= EXERCISE REQUIREMENTS =
Print verbatim every line starting at the one that contains "y=53, one point per instance." and ending at the final line of the records; include both endpoints.

= TASK MATERIAL =
*-*-*

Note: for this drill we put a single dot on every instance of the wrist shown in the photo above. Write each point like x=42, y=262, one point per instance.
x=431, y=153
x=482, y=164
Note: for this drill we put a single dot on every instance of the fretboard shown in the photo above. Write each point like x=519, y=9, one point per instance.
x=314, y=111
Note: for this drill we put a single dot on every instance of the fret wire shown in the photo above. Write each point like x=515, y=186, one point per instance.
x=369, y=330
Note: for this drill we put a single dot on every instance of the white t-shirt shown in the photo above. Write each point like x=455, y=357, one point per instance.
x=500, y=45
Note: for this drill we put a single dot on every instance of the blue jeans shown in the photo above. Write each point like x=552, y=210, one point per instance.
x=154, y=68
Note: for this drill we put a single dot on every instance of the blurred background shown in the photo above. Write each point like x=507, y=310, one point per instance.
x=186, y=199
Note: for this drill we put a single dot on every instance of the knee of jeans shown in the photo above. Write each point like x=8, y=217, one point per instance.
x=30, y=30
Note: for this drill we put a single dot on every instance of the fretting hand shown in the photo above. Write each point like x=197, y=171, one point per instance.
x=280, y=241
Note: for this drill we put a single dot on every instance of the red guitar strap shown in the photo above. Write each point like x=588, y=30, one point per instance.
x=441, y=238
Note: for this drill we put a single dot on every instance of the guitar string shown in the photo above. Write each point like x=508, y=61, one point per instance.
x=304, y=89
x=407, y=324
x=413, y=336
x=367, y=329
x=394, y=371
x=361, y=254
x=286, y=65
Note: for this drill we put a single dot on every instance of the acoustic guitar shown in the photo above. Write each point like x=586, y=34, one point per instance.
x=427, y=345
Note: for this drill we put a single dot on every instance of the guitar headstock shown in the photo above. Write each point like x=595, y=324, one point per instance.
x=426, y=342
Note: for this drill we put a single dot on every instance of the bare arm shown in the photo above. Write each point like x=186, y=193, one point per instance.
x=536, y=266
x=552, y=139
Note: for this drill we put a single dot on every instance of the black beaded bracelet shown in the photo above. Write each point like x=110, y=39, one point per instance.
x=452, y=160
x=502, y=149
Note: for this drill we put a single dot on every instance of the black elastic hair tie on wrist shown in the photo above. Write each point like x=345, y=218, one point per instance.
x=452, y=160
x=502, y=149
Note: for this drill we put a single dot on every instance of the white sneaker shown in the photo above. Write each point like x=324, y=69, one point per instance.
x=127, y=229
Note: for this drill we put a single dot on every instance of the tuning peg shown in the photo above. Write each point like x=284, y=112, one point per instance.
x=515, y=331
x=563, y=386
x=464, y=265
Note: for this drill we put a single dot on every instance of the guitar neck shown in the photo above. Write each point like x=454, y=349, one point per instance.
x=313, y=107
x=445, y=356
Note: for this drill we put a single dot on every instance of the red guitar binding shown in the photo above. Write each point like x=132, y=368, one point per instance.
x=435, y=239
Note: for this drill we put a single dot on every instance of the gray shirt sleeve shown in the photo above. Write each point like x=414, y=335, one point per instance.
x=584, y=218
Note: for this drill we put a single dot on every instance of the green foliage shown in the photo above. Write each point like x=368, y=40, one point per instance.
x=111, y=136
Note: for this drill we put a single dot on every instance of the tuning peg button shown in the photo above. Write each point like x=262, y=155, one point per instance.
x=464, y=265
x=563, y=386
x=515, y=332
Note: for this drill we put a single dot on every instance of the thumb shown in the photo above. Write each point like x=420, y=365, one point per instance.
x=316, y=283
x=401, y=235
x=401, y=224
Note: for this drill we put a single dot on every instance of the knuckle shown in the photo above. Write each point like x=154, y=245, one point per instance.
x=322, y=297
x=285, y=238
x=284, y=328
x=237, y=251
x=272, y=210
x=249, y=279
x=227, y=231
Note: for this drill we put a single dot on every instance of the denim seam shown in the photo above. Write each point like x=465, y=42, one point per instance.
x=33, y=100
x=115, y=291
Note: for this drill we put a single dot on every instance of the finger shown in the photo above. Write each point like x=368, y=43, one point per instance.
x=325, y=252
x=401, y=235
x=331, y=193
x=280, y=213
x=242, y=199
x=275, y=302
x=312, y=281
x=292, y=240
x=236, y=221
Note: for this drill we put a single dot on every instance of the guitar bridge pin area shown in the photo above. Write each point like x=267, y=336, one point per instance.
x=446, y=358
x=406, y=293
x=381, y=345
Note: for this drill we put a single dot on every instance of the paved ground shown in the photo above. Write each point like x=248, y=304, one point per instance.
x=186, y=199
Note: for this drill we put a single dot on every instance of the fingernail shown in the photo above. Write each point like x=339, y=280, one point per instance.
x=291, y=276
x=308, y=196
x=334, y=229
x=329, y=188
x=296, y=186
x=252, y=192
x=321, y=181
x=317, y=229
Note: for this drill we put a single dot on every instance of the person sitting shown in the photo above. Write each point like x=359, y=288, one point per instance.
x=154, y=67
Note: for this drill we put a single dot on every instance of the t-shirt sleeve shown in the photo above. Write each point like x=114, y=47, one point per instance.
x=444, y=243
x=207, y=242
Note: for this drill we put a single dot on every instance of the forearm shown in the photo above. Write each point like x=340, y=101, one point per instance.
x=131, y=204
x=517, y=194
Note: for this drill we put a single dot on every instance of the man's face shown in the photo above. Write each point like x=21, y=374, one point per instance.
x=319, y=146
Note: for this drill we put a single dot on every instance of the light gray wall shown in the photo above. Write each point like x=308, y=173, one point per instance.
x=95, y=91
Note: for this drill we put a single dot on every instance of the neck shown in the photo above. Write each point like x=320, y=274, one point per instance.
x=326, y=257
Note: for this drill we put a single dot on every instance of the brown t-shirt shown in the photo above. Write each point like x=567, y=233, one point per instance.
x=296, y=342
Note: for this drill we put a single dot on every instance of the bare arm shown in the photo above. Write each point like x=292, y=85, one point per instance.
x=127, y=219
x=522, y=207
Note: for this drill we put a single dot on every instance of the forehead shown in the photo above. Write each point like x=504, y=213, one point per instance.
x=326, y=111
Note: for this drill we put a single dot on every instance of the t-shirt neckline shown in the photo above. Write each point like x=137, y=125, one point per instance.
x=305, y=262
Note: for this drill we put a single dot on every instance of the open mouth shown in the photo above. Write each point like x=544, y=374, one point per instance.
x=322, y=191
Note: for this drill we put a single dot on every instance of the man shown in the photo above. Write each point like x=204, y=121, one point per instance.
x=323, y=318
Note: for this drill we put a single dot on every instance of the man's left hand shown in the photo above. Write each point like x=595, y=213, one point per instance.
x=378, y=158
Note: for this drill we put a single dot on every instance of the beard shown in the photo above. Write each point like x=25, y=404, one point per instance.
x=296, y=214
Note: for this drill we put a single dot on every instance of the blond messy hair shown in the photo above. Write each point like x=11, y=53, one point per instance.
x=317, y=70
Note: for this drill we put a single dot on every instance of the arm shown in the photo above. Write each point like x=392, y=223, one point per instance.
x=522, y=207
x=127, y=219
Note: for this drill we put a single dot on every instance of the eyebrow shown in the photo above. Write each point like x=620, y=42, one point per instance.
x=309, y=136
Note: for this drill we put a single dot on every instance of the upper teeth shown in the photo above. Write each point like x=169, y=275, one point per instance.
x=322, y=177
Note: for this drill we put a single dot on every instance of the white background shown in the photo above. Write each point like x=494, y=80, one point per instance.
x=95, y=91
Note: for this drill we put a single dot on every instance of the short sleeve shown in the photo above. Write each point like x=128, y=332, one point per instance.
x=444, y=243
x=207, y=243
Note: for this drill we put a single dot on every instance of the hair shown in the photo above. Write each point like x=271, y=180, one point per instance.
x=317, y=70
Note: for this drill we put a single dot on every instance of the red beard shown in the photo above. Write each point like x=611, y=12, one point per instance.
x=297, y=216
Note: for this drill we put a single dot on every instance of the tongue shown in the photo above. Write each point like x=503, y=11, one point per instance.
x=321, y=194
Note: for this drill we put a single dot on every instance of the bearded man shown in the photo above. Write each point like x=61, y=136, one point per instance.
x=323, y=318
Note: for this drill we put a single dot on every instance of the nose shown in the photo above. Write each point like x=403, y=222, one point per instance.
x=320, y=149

*-*-*

= RESPONSE =
Note: for this drill we put a single dot on every instance of the blond messy hair shown in the photo above. Write each point like x=11, y=53, one point per instance.
x=317, y=70
Note: for this drill we put a single dot on every instance of the arm shown in the photo above. Write each point like x=392, y=223, one point per instance.
x=522, y=207
x=127, y=219
Note: for this drill we put a single dot on every instance of the eyebrow shown in the photo above. Write each point like x=620, y=42, one point per instance.
x=309, y=136
Note: for this drill we put a single dot on every instance of the upper teeth shown in the photo above. Write each point like x=169, y=275, one point per instance.
x=322, y=177
Note: for this drill we put a single dot on every instance of the white background shown in the photo above. Write each point like x=494, y=80, one point per instance.
x=95, y=91
Note: for this drill we put a single dot on every instance of the short sleeve shown in the photo above. Write each point like x=128, y=332, one point per instance.
x=444, y=243
x=207, y=243
Note: for this drill we put a single dot on every instance of the hair shown in the photo above. Write each point like x=271, y=180, one point per instance.
x=317, y=70
Note: for this drill we put a single dot on every instance of the red beard shown in the photo above. Write each point like x=611, y=12, one point per instance.
x=297, y=216
Note: for this drill we put a single dot on every instance of the tongue shown in the photo above. Write each point like x=503, y=11, one point per instance.
x=321, y=194
Note: for this drill we put a single dot on every instance of the bearded man shown in the photo above. Write each point like x=61, y=136, one point per instance.
x=323, y=318
Note: for this drill we put a single dot on every instance of the nose shown in the photo above. Write each point like x=403, y=222, one point per instance.
x=320, y=149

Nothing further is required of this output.